Data rows:
====================
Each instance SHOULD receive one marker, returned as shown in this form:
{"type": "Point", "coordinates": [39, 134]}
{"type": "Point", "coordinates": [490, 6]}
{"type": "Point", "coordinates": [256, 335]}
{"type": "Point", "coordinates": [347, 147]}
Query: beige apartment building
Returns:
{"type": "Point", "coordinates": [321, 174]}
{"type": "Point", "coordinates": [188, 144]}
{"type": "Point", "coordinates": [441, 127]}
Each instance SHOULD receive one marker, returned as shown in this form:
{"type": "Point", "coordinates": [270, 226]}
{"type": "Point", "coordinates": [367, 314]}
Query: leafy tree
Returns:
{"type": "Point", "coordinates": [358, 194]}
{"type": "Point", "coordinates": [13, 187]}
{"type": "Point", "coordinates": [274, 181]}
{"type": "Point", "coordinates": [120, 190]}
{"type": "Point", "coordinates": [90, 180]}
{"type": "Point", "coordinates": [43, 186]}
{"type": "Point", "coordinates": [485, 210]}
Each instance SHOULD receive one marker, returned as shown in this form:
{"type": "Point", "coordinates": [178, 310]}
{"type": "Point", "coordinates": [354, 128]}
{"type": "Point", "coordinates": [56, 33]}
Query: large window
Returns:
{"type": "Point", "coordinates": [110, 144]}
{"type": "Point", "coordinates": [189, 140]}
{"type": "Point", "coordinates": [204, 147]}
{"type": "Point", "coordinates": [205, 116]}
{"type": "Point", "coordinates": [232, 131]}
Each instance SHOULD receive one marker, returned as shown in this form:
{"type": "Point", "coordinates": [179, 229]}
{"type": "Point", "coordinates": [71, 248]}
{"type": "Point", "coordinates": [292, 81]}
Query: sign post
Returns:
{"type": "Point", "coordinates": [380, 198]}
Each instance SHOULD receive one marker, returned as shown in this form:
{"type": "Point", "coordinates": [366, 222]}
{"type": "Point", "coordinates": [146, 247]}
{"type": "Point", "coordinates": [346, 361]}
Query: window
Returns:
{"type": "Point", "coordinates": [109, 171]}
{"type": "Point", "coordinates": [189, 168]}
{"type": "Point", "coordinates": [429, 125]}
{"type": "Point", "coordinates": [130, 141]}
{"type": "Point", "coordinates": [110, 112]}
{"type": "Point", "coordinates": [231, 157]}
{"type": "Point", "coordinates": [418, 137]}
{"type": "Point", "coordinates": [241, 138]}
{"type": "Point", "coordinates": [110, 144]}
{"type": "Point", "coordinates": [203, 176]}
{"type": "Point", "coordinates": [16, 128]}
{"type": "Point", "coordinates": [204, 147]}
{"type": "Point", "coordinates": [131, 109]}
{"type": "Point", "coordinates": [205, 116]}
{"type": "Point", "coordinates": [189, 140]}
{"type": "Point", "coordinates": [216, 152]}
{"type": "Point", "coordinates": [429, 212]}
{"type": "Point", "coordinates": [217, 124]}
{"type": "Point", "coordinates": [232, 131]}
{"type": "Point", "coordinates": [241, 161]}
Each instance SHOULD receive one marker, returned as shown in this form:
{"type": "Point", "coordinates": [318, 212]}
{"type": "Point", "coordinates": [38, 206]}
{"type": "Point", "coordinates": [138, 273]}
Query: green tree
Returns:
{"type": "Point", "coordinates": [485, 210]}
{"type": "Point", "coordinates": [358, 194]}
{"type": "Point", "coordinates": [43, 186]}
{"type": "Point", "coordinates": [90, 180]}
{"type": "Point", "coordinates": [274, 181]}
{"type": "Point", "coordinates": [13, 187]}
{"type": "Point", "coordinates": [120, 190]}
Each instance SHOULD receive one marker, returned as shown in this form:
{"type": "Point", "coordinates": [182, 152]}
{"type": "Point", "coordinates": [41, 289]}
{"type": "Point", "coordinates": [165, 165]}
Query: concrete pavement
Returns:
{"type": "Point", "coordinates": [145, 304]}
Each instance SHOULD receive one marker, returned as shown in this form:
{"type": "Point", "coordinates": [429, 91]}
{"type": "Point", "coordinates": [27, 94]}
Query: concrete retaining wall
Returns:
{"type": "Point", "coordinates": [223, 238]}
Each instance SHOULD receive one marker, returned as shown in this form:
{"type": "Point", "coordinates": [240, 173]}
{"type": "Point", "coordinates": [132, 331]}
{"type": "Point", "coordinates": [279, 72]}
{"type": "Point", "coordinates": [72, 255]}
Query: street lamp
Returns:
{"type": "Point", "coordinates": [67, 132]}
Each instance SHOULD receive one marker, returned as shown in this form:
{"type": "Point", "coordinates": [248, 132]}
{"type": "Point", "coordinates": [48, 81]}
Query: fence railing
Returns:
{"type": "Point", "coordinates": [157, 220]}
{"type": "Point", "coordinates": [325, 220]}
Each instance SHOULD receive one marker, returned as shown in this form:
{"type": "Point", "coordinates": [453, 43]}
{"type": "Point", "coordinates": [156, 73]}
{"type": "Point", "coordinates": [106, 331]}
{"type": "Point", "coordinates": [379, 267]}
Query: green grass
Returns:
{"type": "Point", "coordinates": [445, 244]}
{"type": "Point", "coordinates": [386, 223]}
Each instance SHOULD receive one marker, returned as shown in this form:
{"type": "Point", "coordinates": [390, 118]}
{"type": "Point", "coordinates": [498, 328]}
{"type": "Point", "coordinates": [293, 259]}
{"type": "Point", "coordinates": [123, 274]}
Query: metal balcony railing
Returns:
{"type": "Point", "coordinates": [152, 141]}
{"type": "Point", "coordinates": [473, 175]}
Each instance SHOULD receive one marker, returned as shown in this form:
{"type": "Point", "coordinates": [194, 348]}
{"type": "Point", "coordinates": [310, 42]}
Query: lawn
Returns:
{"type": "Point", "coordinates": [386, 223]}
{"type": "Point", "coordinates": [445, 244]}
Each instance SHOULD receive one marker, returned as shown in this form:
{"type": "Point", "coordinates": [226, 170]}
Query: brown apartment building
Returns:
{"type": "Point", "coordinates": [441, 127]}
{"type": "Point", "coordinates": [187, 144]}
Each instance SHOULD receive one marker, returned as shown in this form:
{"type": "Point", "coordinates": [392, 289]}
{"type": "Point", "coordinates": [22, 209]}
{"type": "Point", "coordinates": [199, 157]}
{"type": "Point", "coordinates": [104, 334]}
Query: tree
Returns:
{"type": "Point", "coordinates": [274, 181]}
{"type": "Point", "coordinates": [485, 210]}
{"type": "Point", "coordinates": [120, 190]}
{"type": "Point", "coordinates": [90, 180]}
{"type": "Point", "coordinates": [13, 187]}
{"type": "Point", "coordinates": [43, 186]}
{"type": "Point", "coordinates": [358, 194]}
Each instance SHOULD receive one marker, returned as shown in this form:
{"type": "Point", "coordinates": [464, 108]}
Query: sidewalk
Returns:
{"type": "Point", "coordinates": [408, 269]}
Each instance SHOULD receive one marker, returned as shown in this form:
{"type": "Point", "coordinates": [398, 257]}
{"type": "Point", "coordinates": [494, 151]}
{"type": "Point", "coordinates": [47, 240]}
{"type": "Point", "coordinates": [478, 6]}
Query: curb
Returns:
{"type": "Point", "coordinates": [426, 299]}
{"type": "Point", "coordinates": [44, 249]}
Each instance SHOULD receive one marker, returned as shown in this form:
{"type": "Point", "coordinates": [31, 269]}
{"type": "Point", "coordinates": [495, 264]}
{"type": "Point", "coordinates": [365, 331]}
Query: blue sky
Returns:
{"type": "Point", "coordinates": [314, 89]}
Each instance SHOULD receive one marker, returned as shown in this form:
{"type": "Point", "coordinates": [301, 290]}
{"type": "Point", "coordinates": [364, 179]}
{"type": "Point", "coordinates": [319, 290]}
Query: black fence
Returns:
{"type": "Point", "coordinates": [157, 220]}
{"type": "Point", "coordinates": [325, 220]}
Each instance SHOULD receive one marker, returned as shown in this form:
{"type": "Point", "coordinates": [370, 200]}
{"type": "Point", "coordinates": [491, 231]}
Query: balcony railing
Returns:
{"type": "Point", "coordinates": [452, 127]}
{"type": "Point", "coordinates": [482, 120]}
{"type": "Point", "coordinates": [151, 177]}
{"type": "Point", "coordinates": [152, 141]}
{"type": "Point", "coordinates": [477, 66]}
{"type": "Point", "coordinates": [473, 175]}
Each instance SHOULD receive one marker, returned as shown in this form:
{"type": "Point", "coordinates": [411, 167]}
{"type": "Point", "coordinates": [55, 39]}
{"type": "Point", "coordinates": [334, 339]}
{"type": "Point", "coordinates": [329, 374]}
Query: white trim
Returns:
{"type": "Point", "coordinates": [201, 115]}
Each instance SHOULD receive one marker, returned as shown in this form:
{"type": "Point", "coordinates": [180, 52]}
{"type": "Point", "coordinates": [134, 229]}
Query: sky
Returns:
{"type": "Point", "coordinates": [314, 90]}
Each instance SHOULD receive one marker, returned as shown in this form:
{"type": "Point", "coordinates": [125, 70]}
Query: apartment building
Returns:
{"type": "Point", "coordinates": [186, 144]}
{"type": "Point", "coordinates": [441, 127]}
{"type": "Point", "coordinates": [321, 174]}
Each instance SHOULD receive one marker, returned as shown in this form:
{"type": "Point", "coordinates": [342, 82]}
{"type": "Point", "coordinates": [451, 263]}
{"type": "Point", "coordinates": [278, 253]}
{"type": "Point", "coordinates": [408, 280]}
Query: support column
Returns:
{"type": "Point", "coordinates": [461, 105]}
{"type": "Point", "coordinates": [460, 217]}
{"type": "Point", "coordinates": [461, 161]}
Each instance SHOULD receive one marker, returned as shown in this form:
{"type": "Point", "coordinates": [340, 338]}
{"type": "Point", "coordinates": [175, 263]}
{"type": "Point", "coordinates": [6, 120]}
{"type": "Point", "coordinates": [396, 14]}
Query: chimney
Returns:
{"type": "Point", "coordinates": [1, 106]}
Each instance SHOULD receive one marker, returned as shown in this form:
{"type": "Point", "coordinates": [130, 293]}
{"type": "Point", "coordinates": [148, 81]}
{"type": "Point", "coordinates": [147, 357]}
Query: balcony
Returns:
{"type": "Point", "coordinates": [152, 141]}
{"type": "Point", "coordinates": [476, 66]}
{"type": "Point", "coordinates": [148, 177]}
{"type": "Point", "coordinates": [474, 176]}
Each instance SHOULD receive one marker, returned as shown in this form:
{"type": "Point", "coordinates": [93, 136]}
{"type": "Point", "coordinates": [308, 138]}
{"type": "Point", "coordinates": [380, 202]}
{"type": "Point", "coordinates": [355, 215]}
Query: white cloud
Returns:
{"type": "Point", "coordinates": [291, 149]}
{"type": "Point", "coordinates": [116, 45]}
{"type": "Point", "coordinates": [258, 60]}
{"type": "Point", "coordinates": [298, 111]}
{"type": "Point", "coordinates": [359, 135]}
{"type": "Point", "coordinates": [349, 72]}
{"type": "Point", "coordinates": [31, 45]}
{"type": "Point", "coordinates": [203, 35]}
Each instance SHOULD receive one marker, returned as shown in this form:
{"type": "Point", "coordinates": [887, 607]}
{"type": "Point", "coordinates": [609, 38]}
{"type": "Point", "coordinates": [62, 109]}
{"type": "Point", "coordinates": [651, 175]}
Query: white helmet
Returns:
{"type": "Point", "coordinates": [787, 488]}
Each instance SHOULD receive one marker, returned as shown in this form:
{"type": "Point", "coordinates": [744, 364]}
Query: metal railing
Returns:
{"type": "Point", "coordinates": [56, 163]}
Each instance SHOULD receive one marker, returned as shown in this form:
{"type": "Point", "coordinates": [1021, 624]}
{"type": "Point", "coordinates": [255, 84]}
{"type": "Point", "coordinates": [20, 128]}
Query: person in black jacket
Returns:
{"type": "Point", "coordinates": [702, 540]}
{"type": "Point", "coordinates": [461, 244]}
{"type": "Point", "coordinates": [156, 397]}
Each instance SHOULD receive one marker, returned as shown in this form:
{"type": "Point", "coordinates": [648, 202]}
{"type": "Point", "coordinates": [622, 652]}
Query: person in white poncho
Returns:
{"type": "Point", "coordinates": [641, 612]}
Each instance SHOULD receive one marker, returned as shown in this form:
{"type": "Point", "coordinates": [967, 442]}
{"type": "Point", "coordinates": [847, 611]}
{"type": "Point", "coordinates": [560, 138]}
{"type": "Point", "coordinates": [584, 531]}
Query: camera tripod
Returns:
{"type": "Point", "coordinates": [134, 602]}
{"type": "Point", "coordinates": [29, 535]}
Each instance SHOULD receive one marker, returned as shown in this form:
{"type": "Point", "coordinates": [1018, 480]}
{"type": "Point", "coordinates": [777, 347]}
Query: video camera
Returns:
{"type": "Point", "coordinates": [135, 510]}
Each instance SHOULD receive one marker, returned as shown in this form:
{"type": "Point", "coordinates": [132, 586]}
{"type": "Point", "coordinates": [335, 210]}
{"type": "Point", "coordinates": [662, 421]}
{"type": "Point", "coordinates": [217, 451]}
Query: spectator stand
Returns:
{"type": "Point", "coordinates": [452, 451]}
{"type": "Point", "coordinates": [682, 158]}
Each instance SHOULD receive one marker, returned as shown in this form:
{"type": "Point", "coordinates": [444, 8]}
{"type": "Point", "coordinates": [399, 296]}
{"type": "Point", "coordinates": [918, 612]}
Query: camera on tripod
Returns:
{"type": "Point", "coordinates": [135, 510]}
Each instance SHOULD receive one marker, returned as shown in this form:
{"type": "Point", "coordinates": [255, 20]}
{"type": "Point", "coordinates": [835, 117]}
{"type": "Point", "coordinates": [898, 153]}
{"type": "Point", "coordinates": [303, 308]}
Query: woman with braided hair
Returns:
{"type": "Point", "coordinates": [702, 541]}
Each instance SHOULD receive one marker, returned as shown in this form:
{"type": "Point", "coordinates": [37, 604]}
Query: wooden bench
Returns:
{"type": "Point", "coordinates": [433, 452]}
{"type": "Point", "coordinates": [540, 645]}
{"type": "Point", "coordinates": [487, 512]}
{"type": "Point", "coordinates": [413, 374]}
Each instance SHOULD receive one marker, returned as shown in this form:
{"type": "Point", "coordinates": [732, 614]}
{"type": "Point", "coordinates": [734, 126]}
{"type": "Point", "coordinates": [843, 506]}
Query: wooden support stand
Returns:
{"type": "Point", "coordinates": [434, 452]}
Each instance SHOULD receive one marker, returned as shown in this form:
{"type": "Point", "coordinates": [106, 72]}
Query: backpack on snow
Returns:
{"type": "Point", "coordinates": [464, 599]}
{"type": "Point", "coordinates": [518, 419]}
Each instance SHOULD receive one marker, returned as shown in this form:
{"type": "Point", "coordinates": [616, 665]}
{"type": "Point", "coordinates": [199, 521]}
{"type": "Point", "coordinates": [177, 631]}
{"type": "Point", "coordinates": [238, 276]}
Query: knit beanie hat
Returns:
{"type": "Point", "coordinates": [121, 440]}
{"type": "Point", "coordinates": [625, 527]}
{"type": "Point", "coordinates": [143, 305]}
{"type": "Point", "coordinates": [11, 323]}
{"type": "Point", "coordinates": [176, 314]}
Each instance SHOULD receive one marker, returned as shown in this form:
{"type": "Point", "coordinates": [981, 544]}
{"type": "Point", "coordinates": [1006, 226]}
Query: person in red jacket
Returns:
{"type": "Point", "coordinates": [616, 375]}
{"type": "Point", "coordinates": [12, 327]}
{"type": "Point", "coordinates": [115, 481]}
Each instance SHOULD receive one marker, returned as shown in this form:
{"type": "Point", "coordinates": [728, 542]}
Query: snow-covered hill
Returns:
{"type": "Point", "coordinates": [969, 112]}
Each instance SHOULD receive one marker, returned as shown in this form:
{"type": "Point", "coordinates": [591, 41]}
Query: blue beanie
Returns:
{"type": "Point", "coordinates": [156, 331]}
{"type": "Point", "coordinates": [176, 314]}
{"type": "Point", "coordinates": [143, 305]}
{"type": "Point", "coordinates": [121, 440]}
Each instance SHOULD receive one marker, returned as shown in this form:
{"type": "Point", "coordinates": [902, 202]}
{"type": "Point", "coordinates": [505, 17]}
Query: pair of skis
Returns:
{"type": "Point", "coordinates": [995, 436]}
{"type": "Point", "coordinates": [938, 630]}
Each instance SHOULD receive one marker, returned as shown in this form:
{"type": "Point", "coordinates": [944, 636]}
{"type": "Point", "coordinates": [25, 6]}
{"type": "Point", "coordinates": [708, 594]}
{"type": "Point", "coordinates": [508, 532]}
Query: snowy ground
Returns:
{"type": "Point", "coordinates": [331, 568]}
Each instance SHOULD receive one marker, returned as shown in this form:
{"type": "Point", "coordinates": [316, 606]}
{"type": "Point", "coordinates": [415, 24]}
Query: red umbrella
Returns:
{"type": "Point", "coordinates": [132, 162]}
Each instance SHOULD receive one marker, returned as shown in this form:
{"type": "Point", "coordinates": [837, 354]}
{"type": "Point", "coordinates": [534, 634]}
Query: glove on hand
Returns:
====================
What to do: Pick out every line above that contains the word "black", and copy each one in full.

Final answer:
Query: black fence
Query: person in black jacket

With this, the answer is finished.